LISTA DE TAREAS:
1. Según el texto sobre el desinterés, ¿qué suele ser muy alto en política?
2. Prolonga el texto sobre el desinterés a partir de su última oración.

TEXTO SELECCIONADO:
Por su carácter negativo, hay un fenómeno muy frecuente en nuestro tiempo que casi nunca se percibe o se pone de manifiesto: el desinterés. Hay innumerables asuntos que no interesan a grandes porciones de la sociedad o de aquellos grupos que en principio deberían aproximarse a ellos con avidez, acaso con apasionamiento o entusiasmo.

En política esto es visible: la abstención electoral suele ser muy alta, particularmente en cierto tipo de elecciones, que suscitan sorprendente indiferencia. Ante los resultados, uno piensa que si otros hubiesen votado, podrían haber sido enteramente indiferentes, y por cierto imprevisibles.

No se reflexiona sobre el hecho de que la mayor parte de las conferencias que se dan tienen una asistencia muy escasa, es decir, que interesan a contadas personas, a una fracción de las que en principio hubieran sentido la necesaria atracción. El índice de lectura de los escritos es difícil de medir. Habría que averiguar cuántos leen los artículos publicados en diarios o revistas, y se descubriría la enorme desigualdad, desde la lectura casi total hasta el vacío casi absoluto. Si se trata de libros, es más fácil saber las tiradas y ediciones, pero la realidad rara vez se refleja en las listas publicadas en los periódicos, y además queda en sombra el interés real, es decir, la lectura efectiva.

Se ha introducido una categoría social, la de los llamados "famosos", que son simplemente las gentes de que "se habla" en algunos medios de comunicación, cuya fama se reduce a eso, a su proclamación como tales, que no importan a casi nadie y que son desconocidos para la inmensa mayoría. Todo esto sugiere una imagen falsa de la realidad, una inquietante zona de desinterés e indiferencia, que perturba la convivencia, el sistema de las estimaciones, la eficacia de la democracia para inspirar una política que refleje la verdadera opinión de los ciudadanos. Se atribuirá esta serie de anomalías a los medios de comunicación, cuyo poder es extraordinario, creciente e incomparable con el que han tenido hasta ahora. Esto es evidente y hay que tenerlo en cuenta, pero sugiero que hay otro factor, todavía más profundo e importante: la actitud de los que reciben esas notificaciones, en ocasión esa manipulación, de la publicidad.

Ese factor es el frecuente disimulo de la verdadera realidad, la resistencia a mostrarla, el disfraz que se adopta. En política, esto es notorio. Se da por supuesto que hay cosas que no se pueden decir, que se deben fingir adhesiones a principios que no se comparten, se presenta una imagen que se considera "aceptable", pero que no responde a lo que de verdad se estima y desea. Yo creo que esto sería capaz de atraer sinceramente a los que coinciden con esa perspectiva, a los que serían efectivos votantes en vez de quedarse en casa o votar al azar o por cansancio o por la seducción de una propaganda artera y hábil. Esto hace que las elecciones no reflejen adecuadamente la realidad, y en definitiva sean falsas.

DATOS PROPORCIONADOS:
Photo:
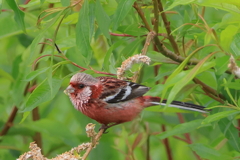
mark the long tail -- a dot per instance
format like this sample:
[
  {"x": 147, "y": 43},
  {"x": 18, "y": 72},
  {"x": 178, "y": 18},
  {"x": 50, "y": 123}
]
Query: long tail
[{"x": 177, "y": 104}]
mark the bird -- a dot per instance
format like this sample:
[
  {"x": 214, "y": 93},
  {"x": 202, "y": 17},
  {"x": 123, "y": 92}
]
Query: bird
[{"x": 111, "y": 101}]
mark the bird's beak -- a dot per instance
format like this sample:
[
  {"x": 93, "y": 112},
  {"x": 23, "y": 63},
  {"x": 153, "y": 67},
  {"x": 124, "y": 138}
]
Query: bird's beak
[{"x": 69, "y": 90}]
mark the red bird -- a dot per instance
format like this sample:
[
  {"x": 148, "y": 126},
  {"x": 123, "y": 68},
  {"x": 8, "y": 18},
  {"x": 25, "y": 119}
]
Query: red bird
[{"x": 111, "y": 101}]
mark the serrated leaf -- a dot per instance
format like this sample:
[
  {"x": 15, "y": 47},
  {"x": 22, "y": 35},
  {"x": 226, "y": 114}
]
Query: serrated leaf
[
  {"x": 42, "y": 94},
  {"x": 218, "y": 116},
  {"x": 182, "y": 128},
  {"x": 122, "y": 11}
]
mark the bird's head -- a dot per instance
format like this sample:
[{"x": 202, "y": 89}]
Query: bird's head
[{"x": 82, "y": 87}]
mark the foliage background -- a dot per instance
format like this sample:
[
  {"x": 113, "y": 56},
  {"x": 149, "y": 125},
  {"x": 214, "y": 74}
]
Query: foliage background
[{"x": 100, "y": 34}]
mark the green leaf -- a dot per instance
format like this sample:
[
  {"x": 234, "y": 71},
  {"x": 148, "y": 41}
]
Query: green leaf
[
  {"x": 230, "y": 132},
  {"x": 107, "y": 58},
  {"x": 200, "y": 67},
  {"x": 25, "y": 115},
  {"x": 227, "y": 35},
  {"x": 65, "y": 3},
  {"x": 220, "y": 115},
  {"x": 56, "y": 128},
  {"x": 235, "y": 45},
  {"x": 42, "y": 94},
  {"x": 122, "y": 11},
  {"x": 133, "y": 29},
  {"x": 83, "y": 32},
  {"x": 129, "y": 50},
  {"x": 102, "y": 19},
  {"x": 19, "y": 15},
  {"x": 182, "y": 128},
  {"x": 208, "y": 152}
]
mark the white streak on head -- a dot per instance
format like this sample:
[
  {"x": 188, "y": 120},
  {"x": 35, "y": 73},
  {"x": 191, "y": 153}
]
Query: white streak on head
[
  {"x": 112, "y": 96},
  {"x": 84, "y": 78},
  {"x": 127, "y": 93}
]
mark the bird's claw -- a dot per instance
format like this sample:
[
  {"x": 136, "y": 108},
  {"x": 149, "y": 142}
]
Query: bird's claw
[{"x": 104, "y": 127}]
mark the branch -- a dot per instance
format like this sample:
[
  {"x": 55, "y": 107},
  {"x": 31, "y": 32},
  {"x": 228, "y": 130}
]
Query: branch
[
  {"x": 161, "y": 48},
  {"x": 210, "y": 91},
  {"x": 168, "y": 29},
  {"x": 166, "y": 144},
  {"x": 141, "y": 14},
  {"x": 9, "y": 122}
]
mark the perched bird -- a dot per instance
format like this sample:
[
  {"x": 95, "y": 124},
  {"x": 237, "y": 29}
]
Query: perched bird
[{"x": 111, "y": 101}]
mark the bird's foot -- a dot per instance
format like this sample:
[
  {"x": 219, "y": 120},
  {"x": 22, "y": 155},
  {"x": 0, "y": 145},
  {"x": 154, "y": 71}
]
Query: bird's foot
[{"x": 104, "y": 127}]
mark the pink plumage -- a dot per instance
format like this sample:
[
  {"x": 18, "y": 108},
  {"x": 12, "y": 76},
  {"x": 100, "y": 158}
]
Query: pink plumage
[{"x": 112, "y": 101}]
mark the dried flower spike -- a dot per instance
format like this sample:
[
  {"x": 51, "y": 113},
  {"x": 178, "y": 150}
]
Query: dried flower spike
[{"x": 127, "y": 64}]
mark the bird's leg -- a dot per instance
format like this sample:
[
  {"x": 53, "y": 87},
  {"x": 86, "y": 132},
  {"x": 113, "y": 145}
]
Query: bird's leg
[{"x": 105, "y": 127}]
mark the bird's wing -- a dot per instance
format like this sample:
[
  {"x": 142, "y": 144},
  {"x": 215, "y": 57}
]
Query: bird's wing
[{"x": 115, "y": 90}]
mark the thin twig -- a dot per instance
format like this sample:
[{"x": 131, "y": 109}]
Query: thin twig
[
  {"x": 168, "y": 29},
  {"x": 156, "y": 15},
  {"x": 141, "y": 14},
  {"x": 166, "y": 144},
  {"x": 37, "y": 137},
  {"x": 94, "y": 143},
  {"x": 9, "y": 122},
  {"x": 210, "y": 91},
  {"x": 187, "y": 136},
  {"x": 182, "y": 139},
  {"x": 148, "y": 42}
]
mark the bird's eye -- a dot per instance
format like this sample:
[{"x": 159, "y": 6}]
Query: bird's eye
[{"x": 80, "y": 86}]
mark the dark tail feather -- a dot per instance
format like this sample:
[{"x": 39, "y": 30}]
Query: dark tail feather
[{"x": 184, "y": 105}]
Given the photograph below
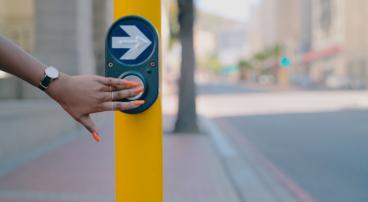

RESULTADOS POR TAREA:
1. La abstención electoral.

2.
En otros campos, aunque de modo menos espectacular y comprobable, sucede lo mismo. Recuerdo que un excelente músico, ya muerto, hablaba con melancolía y nostalgia de las sonatas que componía en otros tiempos, que le producían gran placer pero que no sonarían en ningún festival. Habría que preguntarse cuántos pintores llenan sus lienzos con lo que no les gusta, porque piensan que si ceden a su verdadera inspiración los críticos no asistirán a sus exposiciones ni hablarán de sus cuadros en periódicos y libros. Son muchos los arquitectos que ceden a diversas presiones y violentan lo que desearían hacer.

La tentación de muchos escritores es pensar en los premios como fuente principal de inspiración, a pesar de que saben que después de recibirlos quedarán pronto olvidados. Habrán entrado en el circuito de la fama previa y automática, aunque sea a costa de perder lectores fieles. Es incalculable el daño que todo esto está haciendo a la cultura, a lo que se llama, con cierta exageración, "creadores".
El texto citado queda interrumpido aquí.